__WORK TO COMPLETE__
Quote the material exactly from the line that contains "of the face" through its last line. Any pictures are to be left out.

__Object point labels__

# # # #

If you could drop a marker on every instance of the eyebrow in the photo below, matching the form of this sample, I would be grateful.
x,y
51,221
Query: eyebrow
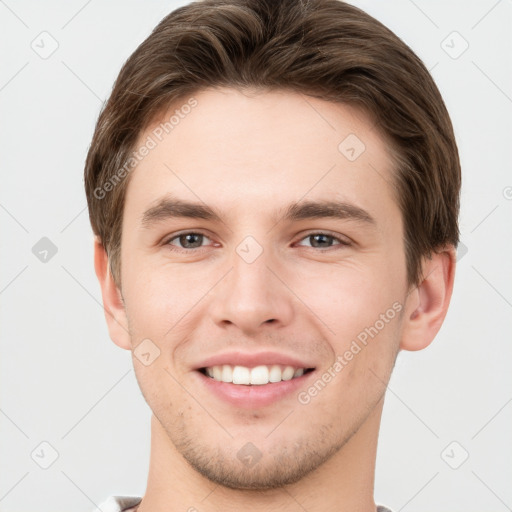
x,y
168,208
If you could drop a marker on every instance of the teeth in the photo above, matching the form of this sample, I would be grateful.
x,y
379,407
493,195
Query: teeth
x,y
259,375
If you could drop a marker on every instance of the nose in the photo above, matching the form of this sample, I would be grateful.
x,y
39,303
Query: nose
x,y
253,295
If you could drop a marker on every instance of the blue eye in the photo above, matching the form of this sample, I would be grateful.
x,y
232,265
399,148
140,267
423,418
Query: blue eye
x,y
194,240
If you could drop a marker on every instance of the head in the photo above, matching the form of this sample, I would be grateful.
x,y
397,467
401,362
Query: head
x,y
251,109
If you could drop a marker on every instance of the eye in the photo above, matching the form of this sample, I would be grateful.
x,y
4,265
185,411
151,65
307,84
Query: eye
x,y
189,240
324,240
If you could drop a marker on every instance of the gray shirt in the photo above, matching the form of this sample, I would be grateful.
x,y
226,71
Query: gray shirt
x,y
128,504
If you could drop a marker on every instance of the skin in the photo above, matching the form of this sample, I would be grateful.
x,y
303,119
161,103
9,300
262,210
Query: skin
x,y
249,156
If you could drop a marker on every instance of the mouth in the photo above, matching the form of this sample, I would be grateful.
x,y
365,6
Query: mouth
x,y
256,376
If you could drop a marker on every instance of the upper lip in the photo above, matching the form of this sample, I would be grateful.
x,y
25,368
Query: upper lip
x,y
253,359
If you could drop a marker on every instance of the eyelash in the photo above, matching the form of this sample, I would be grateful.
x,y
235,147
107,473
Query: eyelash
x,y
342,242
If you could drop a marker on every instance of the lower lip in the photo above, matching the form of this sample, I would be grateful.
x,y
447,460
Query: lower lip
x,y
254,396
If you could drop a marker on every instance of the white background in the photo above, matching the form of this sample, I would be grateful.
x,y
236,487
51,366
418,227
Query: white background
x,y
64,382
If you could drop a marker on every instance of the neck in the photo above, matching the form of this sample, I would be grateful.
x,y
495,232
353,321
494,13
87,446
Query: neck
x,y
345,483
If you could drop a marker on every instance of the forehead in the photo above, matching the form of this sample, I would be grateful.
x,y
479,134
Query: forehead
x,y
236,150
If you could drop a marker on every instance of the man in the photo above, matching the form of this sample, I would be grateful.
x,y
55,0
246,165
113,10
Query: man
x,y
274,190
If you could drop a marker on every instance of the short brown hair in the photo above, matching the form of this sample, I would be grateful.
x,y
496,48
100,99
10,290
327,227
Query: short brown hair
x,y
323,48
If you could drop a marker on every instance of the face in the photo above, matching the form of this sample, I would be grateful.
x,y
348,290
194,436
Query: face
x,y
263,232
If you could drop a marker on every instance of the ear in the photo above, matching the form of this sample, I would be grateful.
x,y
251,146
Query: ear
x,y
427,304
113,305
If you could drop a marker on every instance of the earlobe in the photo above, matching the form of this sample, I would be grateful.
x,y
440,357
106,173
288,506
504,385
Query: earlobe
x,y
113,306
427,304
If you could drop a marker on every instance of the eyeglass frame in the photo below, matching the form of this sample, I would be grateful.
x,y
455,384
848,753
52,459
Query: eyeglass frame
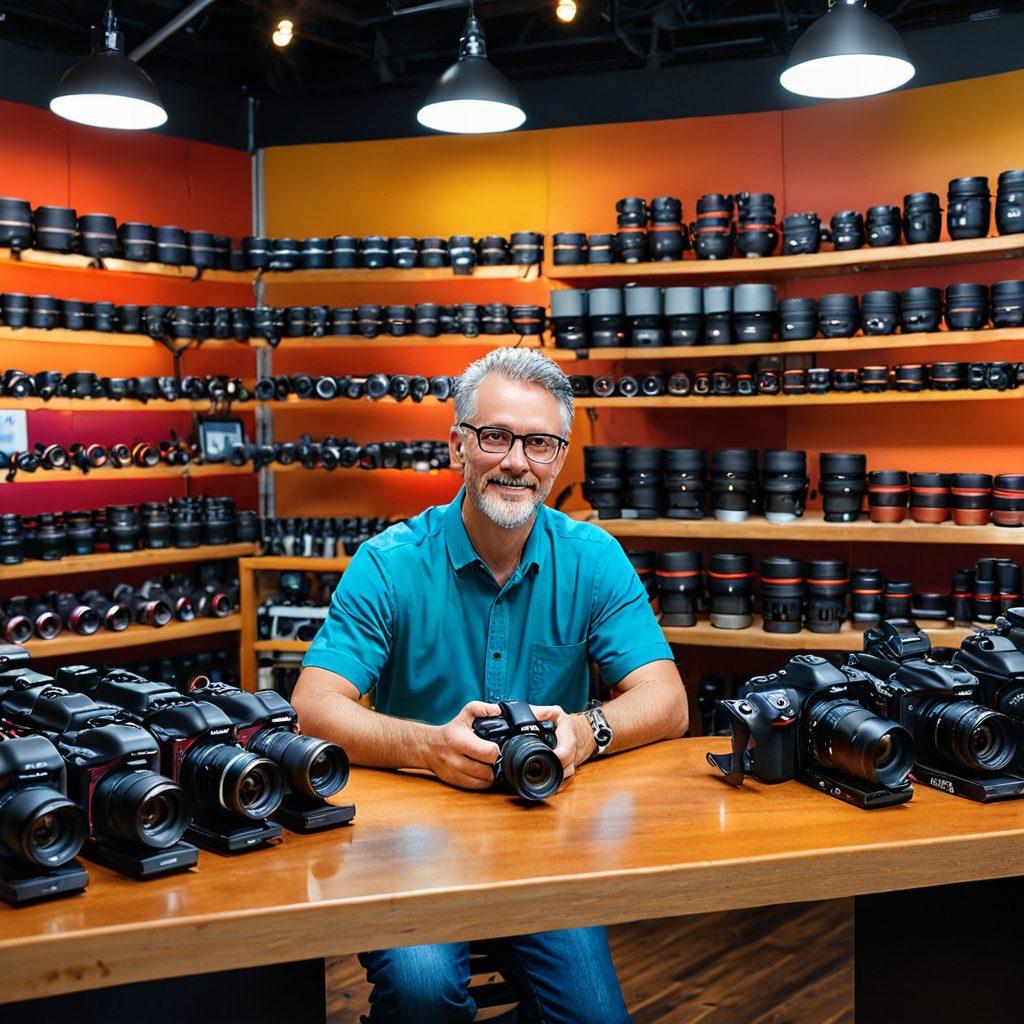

# # # #

__ANSWER FOR THE TASK__
If you could drop a marker on every instance of the face in the photo above, matching the form of this sample, I would be grateful.
x,y
348,290
194,436
Query: face
x,y
263,232
If you could drop a marker on every instance of the ear in the photo above, matching the form of this sample, I would be grateful.
x,y
251,146
Query: ear
x,y
427,304
113,305
If you could drop a marker on every instance of the earlobe in the photo above, matching the form of this sample, I would be grateful.
x,y
440,357
106,173
288,506
504,385
Query: earlobe
x,y
113,306
427,304
If you could drop a marker on every instance of the eyeglass frame in the photo below, matching the form of this sample, I would be grateful.
x,y
455,384
848,753
52,459
Query: eyeglass frame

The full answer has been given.